→ **What is needed**: Copy every line of the items below word for word, leaving out the pictures.

** START OF Records for this exercise **

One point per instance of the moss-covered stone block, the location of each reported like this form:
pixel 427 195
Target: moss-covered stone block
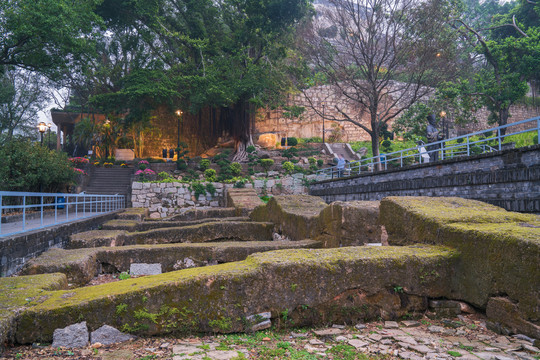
pixel 350 223
pixel 296 216
pixel 97 238
pixel 218 298
pixel 121 224
pixel 500 249
pixel 205 232
pixel 199 214
pixel 80 265
pixel 137 214
pixel 17 292
pixel 243 200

** END OF Records for this exercise **

→ **Expected output**:
One point per instance of the moss-covered stone block, the location of each reported like this form:
pixel 427 195
Target: moss-covered stone block
pixel 350 223
pixel 296 216
pixel 97 238
pixel 218 298
pixel 121 224
pixel 500 249
pixel 205 232
pixel 199 214
pixel 80 265
pixel 137 214
pixel 17 292
pixel 243 200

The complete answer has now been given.